# WHAT TO PRODUCE
Write out only the final part of the records below. It begins with the line that contains "[1117, 198]" and ends with the last line.

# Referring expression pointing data
────────

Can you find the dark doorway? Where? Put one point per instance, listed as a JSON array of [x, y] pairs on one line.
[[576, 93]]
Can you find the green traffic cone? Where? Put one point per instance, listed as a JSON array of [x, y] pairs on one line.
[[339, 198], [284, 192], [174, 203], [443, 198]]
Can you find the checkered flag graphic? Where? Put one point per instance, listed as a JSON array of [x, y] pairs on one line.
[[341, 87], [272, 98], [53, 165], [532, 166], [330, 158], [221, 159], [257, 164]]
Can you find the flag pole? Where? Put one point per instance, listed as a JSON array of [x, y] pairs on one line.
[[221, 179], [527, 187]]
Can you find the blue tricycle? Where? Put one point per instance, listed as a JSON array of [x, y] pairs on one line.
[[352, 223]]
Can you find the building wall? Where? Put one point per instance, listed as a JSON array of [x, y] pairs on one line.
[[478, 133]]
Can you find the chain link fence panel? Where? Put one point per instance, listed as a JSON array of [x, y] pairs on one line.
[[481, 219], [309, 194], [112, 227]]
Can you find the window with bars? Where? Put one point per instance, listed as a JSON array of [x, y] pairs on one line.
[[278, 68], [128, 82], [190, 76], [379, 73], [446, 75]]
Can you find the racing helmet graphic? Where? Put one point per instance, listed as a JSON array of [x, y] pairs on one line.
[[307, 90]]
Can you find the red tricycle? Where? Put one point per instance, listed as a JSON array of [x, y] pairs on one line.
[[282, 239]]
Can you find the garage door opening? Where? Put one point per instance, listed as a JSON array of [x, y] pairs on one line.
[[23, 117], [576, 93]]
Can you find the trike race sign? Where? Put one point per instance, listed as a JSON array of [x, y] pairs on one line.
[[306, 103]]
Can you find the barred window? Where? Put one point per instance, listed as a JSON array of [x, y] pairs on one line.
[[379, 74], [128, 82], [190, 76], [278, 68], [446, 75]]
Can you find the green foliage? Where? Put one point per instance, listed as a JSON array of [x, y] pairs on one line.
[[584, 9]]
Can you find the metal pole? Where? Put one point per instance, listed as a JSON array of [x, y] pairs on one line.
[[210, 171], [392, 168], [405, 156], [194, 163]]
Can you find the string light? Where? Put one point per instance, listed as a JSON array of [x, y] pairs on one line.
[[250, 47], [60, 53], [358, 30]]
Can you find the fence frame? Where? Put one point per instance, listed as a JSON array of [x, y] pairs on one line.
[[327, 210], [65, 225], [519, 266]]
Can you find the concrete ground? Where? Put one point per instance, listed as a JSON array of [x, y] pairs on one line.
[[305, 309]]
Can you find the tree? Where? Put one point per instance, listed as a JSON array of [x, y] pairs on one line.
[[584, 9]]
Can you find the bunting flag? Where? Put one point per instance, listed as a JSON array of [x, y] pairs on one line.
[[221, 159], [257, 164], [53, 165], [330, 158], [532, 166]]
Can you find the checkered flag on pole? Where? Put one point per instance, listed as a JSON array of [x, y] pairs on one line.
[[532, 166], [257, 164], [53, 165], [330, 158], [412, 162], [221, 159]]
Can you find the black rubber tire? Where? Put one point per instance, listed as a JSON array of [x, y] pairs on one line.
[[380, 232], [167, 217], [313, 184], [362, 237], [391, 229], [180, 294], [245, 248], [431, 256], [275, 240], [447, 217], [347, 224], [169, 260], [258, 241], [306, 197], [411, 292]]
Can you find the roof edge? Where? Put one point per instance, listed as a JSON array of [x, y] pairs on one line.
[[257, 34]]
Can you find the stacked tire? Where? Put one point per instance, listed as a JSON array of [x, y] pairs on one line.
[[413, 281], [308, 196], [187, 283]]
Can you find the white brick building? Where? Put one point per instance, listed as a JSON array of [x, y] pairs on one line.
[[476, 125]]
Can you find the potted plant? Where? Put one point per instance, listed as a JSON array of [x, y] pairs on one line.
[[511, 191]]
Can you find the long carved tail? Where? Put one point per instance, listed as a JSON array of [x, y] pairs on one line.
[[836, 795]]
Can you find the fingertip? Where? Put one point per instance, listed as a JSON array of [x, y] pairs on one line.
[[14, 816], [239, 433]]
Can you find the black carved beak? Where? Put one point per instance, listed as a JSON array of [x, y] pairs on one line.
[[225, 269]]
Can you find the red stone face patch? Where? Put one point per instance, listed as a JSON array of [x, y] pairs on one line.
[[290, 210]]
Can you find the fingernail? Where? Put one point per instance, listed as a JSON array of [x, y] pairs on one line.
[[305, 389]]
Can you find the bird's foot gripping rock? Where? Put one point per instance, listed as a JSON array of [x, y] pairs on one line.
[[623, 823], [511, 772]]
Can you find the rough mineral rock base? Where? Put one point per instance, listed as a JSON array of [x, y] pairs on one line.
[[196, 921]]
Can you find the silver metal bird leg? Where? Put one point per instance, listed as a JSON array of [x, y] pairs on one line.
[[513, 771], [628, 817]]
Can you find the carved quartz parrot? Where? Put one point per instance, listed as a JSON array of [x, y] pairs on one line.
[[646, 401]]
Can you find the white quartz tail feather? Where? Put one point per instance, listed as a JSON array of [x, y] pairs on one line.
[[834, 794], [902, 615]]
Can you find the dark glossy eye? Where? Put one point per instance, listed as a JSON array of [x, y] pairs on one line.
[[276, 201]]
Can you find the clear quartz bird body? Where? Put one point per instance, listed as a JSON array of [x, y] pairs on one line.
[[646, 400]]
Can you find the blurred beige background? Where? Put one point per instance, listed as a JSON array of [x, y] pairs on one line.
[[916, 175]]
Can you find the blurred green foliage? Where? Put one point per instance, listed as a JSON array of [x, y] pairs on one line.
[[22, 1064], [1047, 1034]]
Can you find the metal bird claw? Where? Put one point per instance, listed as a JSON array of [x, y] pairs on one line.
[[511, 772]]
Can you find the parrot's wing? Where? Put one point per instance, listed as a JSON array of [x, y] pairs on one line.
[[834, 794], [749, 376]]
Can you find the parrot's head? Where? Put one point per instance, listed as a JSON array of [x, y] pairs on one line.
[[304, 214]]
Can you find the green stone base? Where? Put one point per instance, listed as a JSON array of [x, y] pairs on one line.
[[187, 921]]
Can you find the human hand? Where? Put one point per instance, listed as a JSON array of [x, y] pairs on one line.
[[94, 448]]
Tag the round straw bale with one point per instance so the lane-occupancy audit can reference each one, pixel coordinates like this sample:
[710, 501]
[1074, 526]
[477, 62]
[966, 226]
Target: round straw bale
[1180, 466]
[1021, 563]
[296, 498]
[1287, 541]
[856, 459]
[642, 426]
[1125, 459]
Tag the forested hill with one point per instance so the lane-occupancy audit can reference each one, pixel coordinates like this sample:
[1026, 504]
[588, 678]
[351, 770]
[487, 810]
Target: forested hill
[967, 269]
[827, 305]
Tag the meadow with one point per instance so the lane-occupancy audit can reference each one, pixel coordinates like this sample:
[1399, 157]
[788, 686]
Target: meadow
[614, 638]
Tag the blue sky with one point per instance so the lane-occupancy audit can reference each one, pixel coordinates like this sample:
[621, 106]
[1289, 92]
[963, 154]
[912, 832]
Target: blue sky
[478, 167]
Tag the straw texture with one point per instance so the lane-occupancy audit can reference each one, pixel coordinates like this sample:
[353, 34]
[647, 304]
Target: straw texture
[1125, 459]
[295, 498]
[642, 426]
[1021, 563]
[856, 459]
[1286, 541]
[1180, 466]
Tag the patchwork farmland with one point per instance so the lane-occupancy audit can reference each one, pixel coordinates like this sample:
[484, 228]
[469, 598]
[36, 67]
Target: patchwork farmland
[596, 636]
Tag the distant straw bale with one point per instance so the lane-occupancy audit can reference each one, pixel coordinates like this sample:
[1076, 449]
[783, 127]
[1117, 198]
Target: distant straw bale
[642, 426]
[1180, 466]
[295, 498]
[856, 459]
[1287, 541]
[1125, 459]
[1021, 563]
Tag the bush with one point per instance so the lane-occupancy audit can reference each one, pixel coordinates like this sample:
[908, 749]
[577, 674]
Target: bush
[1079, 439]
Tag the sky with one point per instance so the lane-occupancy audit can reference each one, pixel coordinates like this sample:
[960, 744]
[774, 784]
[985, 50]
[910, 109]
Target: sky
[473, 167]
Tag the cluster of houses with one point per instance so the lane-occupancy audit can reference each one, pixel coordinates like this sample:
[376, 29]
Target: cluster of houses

────────

# RESPONSE TO THIS TASK
[1117, 198]
Target: distant straw bale
[642, 426]
[1180, 466]
[295, 498]
[856, 459]
[1287, 541]
[1125, 459]
[1021, 563]
Tag the bush with one point per instance so the lane-occupancy audit can reference each one, pixel coordinates like this sample:
[908, 749]
[577, 674]
Target: bush
[1079, 439]
Tag the sky with one point per instance so the lane-occupancy audit can reference each one, pixel coordinates like this sample:
[960, 744]
[774, 784]
[985, 50]
[910, 109]
Target: sky
[473, 167]
Tag the cluster of houses with one point per instance so the lane-occupancy audit can reference each one, pixel coordinates like this sample:
[376, 29]
Target: cluster of houses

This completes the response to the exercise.